### Exercise brief
Give again exactly the lines that run from the start of the records to the line holding "x=563 y=614", both ends counted. Do not include the pictures.

Records from a data source
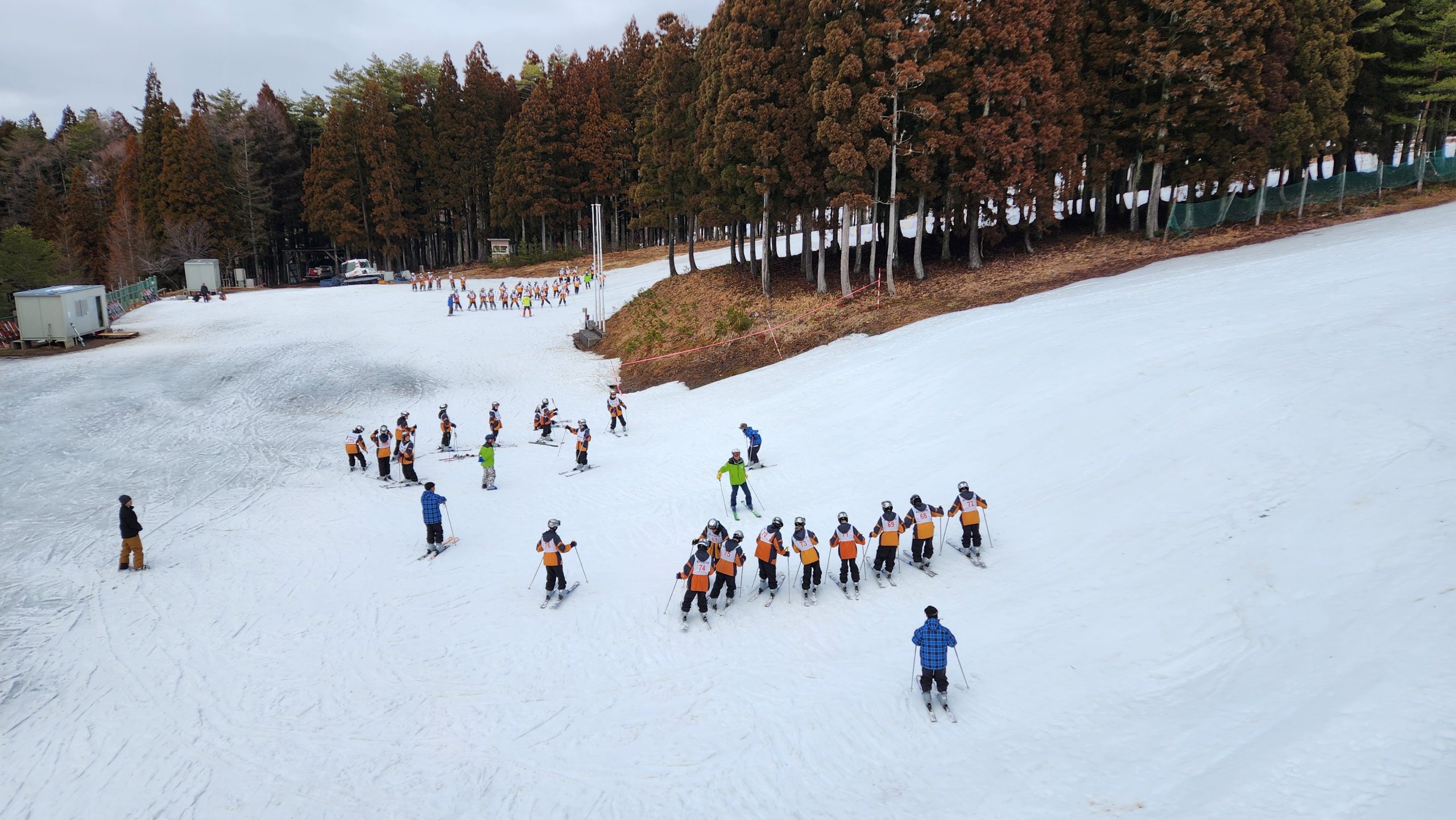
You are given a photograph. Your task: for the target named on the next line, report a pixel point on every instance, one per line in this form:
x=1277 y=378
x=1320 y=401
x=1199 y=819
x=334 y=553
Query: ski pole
x=963 y=669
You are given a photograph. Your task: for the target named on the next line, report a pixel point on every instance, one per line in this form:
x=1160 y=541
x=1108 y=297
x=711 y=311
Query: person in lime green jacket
x=739 y=478
x=488 y=462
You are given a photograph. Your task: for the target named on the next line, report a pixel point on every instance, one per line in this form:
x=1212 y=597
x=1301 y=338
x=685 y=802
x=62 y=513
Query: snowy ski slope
x=1222 y=579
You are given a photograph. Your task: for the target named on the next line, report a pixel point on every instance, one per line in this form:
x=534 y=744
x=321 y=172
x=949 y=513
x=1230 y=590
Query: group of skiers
x=523 y=296
x=717 y=553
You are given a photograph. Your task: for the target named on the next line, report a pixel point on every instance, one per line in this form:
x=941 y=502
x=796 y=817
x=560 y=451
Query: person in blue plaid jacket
x=430 y=501
x=934 y=641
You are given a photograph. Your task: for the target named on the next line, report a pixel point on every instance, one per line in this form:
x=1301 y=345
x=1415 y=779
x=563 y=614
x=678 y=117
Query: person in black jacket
x=130 y=537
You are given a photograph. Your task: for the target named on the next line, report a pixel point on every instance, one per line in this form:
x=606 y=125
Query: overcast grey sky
x=95 y=53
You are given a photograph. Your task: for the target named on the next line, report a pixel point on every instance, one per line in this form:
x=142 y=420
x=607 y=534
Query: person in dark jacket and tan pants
x=130 y=537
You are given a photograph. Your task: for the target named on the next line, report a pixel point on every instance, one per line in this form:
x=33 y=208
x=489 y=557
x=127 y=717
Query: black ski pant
x=886 y=558
x=724 y=580
x=938 y=675
x=922 y=550
x=747 y=497
x=702 y=600
x=812 y=570
x=768 y=571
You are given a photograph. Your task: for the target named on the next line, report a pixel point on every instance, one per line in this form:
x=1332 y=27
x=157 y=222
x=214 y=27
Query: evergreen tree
x=156 y=121
x=846 y=107
x=129 y=245
x=388 y=176
x=666 y=133
x=332 y=194
x=25 y=262
x=84 y=229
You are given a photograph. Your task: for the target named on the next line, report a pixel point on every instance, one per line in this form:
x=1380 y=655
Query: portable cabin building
x=203 y=271
x=61 y=314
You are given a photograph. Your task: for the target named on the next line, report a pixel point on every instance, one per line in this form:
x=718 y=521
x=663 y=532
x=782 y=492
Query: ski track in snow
x=1221 y=583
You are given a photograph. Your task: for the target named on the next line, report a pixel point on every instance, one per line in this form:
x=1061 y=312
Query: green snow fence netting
x=1194 y=216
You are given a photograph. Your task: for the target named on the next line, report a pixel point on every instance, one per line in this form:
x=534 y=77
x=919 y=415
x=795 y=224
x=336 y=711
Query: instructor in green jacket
x=739 y=478
x=488 y=462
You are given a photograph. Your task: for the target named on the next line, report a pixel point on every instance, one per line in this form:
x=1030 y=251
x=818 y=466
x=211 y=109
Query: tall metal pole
x=597 y=264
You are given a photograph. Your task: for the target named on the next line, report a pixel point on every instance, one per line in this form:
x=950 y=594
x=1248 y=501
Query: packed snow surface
x=1222 y=577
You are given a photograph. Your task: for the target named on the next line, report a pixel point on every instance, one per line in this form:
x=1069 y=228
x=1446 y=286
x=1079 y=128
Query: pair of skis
x=921 y=567
x=759 y=592
x=445 y=545
x=561 y=598
x=929 y=707
x=973 y=554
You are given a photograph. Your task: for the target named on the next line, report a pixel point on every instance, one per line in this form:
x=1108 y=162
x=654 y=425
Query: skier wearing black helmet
x=354 y=446
x=970 y=507
x=730 y=558
x=887 y=529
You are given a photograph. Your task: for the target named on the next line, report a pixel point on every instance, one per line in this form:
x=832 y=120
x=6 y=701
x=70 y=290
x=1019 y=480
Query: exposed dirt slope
x=689 y=311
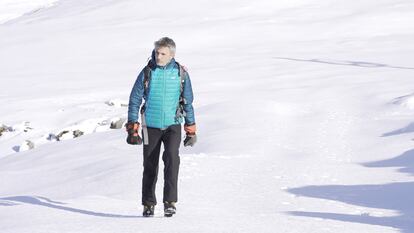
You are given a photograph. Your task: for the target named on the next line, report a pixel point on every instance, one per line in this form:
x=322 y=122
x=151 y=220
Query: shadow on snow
x=45 y=202
x=346 y=63
x=396 y=196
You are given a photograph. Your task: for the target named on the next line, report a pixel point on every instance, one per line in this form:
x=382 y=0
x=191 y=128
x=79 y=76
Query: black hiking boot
x=169 y=209
x=148 y=211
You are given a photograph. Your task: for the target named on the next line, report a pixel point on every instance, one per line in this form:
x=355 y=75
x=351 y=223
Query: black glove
x=133 y=136
x=190 y=140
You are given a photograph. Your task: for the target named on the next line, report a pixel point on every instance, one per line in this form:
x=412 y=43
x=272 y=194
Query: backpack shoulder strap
x=147 y=77
x=182 y=73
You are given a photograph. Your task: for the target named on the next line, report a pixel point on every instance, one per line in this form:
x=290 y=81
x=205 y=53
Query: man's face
x=163 y=56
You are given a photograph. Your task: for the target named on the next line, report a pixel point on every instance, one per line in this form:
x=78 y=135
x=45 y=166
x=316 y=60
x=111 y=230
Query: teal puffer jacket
x=162 y=97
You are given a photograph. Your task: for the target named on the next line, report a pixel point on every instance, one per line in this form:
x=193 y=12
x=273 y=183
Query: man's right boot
x=148 y=211
x=169 y=209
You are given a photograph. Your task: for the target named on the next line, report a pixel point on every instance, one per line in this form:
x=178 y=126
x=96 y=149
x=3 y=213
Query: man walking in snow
x=166 y=89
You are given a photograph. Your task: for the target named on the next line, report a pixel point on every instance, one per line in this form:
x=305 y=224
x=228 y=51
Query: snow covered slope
x=304 y=111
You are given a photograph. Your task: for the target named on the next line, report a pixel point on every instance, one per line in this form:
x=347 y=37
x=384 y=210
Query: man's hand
x=133 y=136
x=191 y=137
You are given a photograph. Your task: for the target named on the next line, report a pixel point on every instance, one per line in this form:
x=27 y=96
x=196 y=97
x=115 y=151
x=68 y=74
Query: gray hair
x=165 y=42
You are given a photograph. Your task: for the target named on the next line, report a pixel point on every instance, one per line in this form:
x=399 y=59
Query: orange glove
x=191 y=137
x=133 y=136
x=190 y=129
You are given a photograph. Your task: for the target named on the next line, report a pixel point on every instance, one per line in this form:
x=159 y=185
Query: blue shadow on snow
x=45 y=202
x=396 y=196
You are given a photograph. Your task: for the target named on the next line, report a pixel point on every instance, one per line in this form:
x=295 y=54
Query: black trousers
x=171 y=138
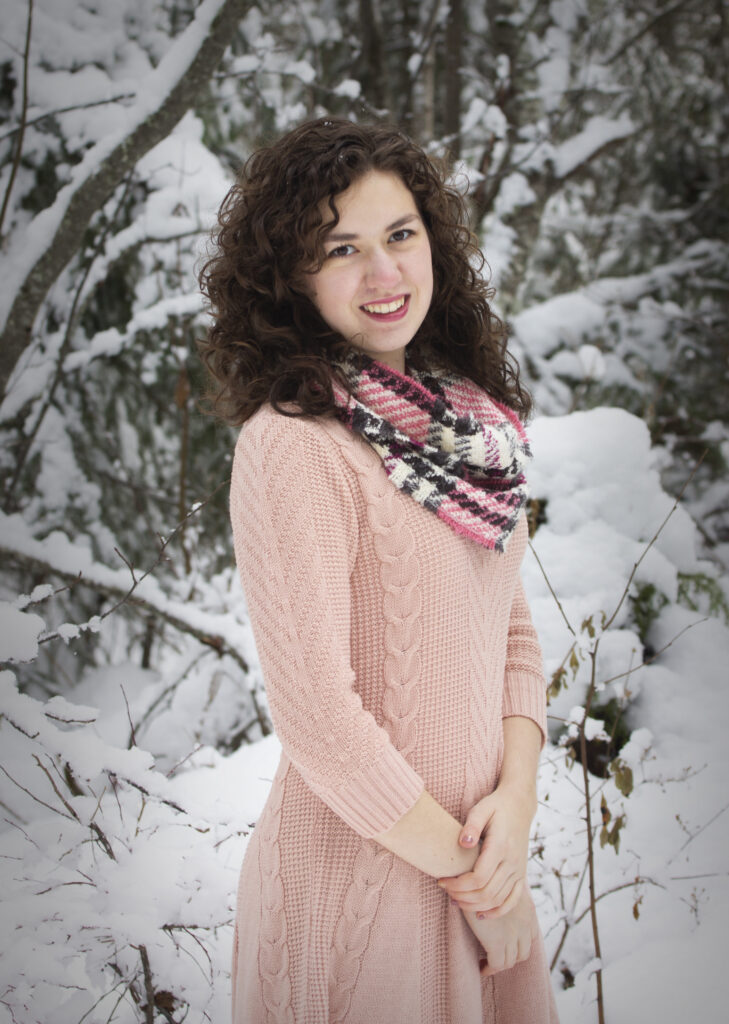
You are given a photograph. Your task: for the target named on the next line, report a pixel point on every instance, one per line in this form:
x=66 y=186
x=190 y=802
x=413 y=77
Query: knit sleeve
x=295 y=532
x=524 y=689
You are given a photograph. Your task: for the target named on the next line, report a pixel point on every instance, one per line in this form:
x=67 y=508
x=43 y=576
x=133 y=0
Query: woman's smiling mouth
x=390 y=310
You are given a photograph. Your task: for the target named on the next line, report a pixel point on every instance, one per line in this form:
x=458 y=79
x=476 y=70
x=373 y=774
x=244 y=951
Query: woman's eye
x=345 y=250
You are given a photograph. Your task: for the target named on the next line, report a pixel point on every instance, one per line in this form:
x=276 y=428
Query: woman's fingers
x=473 y=893
x=508 y=903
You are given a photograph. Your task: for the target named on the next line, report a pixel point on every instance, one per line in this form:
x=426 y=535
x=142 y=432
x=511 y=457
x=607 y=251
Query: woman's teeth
x=385 y=307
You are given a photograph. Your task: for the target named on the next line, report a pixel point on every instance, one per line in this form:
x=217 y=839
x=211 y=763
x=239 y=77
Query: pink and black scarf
x=443 y=441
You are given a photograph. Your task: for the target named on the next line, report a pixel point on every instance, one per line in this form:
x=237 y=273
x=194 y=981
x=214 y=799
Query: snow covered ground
x=94 y=871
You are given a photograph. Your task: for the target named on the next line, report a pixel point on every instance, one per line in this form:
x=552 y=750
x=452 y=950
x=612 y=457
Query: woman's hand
x=498 y=880
x=508 y=939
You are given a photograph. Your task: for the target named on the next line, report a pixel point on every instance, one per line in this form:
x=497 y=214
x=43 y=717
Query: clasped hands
x=495 y=894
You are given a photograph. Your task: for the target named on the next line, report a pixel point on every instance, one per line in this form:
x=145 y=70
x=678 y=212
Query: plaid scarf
x=443 y=441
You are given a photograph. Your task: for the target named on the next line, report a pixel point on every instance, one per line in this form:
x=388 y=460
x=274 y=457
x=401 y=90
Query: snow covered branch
x=162 y=100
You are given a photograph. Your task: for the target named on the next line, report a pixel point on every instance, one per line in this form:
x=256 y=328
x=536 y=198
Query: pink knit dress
x=391 y=649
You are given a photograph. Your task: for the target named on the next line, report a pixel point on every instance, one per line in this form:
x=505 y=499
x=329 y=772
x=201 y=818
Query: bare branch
x=88 y=195
x=551 y=590
x=24 y=113
x=652 y=541
x=65 y=110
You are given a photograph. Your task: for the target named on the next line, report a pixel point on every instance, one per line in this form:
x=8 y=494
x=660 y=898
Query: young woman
x=377 y=504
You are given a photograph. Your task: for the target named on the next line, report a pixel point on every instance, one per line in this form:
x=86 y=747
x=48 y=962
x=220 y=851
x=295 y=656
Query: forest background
x=135 y=744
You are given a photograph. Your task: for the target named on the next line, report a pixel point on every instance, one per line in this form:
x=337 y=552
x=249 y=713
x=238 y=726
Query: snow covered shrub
x=118 y=882
x=635 y=851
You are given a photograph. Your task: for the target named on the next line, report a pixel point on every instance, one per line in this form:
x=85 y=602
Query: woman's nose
x=382 y=269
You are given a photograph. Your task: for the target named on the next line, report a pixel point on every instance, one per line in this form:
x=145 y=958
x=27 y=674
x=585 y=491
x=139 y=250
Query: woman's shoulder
x=271 y=441
x=269 y=428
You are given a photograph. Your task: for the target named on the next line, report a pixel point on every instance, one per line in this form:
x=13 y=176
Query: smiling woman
x=376 y=283
x=378 y=504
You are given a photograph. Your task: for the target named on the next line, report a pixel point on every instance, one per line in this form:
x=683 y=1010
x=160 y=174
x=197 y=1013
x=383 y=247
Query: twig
x=55 y=788
x=615 y=889
x=65 y=110
x=666 y=12
x=551 y=590
x=24 y=113
x=29 y=437
x=148 y=986
x=656 y=654
x=34 y=797
x=132 y=736
x=698 y=832
x=652 y=541
x=588 y=818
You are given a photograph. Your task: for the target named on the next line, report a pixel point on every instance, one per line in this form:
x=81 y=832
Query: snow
x=19 y=632
x=28 y=247
x=178 y=841
x=598 y=132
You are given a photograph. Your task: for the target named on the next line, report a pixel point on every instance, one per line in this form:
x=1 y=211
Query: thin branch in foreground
x=66 y=110
x=652 y=541
x=551 y=590
x=24 y=114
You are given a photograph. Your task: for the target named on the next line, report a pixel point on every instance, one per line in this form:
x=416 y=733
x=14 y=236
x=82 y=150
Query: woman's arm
x=431 y=840
x=499 y=878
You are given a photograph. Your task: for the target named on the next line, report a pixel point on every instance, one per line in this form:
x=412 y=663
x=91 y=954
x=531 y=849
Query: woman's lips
x=388 y=317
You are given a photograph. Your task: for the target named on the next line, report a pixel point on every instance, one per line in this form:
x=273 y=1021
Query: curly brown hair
x=267 y=341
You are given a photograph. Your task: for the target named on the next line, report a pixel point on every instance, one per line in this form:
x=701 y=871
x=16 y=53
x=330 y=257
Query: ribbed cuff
x=379 y=797
x=525 y=695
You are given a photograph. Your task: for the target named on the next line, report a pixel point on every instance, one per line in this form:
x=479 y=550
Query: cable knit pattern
x=273 y=950
x=391 y=647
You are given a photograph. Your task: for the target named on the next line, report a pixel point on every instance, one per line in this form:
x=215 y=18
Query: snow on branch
x=58 y=556
x=597 y=134
x=34 y=261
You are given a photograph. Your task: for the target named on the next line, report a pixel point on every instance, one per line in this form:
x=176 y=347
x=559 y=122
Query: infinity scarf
x=443 y=441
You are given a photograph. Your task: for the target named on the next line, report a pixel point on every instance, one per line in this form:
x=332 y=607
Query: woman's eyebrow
x=344 y=237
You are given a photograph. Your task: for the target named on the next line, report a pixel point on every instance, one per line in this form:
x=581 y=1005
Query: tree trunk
x=90 y=194
x=454 y=54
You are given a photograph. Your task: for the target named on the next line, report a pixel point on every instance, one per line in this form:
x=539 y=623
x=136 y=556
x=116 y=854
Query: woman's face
x=376 y=283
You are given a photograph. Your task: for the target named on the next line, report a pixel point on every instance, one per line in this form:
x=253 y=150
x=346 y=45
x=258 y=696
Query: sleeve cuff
x=525 y=696
x=379 y=797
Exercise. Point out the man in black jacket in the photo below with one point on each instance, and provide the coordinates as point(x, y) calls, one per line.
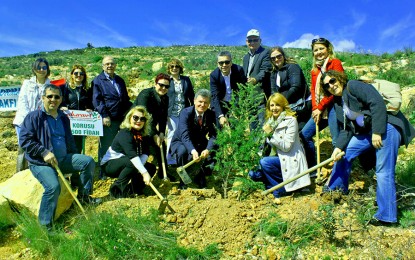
point(224, 85)
point(111, 100)
point(195, 136)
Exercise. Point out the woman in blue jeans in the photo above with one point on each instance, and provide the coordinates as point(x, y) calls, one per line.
point(361, 114)
point(126, 158)
point(287, 157)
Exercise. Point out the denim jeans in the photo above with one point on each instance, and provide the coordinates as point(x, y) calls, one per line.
point(309, 130)
point(386, 158)
point(172, 124)
point(271, 168)
point(48, 177)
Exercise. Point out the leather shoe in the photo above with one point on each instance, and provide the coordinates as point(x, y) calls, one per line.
point(377, 222)
point(88, 200)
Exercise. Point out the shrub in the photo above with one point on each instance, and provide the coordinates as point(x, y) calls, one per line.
point(239, 143)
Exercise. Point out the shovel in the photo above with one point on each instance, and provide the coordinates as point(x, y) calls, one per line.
point(163, 164)
point(183, 174)
point(319, 179)
point(68, 186)
point(276, 187)
point(164, 203)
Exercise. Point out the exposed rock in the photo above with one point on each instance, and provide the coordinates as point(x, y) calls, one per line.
point(5, 212)
point(26, 191)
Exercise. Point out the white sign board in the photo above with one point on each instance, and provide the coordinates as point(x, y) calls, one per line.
point(8, 98)
point(85, 123)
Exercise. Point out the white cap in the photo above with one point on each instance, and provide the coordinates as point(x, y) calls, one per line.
point(253, 32)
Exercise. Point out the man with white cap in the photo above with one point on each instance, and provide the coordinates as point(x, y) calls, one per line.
point(257, 66)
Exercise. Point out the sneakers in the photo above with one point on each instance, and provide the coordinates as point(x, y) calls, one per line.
point(88, 200)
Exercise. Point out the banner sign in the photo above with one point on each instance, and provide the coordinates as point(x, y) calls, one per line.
point(85, 123)
point(8, 98)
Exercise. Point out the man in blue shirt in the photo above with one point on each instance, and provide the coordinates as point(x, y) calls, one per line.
point(47, 140)
point(111, 100)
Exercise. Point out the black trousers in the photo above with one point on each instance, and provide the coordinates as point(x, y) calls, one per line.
point(124, 170)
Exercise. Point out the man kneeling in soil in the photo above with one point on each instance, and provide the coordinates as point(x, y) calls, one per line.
point(47, 140)
point(195, 136)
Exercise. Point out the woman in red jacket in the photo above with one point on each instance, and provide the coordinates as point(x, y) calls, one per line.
point(322, 107)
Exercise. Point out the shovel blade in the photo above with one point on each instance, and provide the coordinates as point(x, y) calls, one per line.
point(184, 176)
point(162, 207)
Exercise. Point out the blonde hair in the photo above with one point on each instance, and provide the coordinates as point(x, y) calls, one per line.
point(280, 100)
point(85, 85)
point(126, 122)
point(327, 44)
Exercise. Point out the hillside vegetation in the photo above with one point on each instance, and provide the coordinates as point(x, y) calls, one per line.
point(206, 225)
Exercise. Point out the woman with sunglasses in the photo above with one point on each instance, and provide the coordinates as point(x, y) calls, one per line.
point(287, 158)
point(322, 113)
point(126, 159)
point(362, 116)
point(77, 95)
point(181, 95)
point(30, 99)
point(287, 78)
point(156, 101)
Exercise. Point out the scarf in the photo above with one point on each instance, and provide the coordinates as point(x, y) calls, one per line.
point(138, 136)
point(274, 124)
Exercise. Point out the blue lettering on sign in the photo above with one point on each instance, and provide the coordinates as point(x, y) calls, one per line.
point(7, 103)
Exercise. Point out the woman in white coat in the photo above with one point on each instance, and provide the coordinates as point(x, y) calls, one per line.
point(287, 158)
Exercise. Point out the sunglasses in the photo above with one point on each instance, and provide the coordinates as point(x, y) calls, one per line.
point(227, 62)
point(42, 67)
point(56, 97)
point(139, 118)
point(323, 40)
point(252, 40)
point(277, 57)
point(163, 85)
point(79, 73)
point(332, 81)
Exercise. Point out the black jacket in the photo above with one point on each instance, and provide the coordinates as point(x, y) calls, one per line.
point(157, 106)
point(218, 86)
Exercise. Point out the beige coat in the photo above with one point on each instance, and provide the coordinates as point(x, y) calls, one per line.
point(287, 143)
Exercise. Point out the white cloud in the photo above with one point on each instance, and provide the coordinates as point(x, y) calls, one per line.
point(344, 45)
point(113, 34)
point(303, 42)
point(397, 29)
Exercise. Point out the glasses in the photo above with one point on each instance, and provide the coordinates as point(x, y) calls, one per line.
point(56, 97)
point(163, 85)
point(277, 57)
point(76, 73)
point(252, 40)
point(323, 40)
point(42, 67)
point(227, 62)
point(139, 119)
point(332, 81)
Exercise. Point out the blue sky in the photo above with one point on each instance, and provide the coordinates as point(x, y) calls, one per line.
point(375, 26)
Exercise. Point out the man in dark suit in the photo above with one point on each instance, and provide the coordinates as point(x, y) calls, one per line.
point(257, 66)
point(111, 100)
point(224, 84)
point(195, 136)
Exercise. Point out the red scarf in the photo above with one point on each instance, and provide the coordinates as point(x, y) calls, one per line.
point(137, 135)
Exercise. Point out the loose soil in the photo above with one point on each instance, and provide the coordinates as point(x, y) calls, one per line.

### Exercise answer
You are given a photograph. Your task: for the target named on the next line, report a pixel point on every instance, one per line in this form:
x=1277 y=378
x=1320 y=401
x=1199 y=819
x=334 y=553
Query: ski pole
x=963 y=669
You are given a photograph. Your task: for the target named on the next line, report a pixel point on every instance, one per line in this form:
x=1160 y=541
x=1108 y=297
x=711 y=311
Query: person in lime green jacket
x=739 y=478
x=488 y=462
You are given a photograph. Your task: for the target named on the next line, report a pixel point on every instance, one per line in this form:
x=1212 y=597
x=1301 y=338
x=685 y=802
x=62 y=513
Query: snowy ski slope
x=1222 y=579
You are given a photograph. Your task: for the target named on the next line, report a pixel point on every instance, one per line in this form:
x=534 y=744
x=321 y=172
x=949 y=513
x=1230 y=590
Query: group of skiers
x=523 y=296
x=717 y=553
You are given a photograph. Your task: for the target named on the next line, report a pixel point on every instance, one per line in this form:
x=941 y=502
x=796 y=817
x=560 y=451
Query: person in blue plaid jacket
x=430 y=501
x=934 y=641
You are given a photograph. Your task: for the target named on the next line, report a pixel point on every instance, one per line in this form:
x=1301 y=345
x=1415 y=779
x=563 y=614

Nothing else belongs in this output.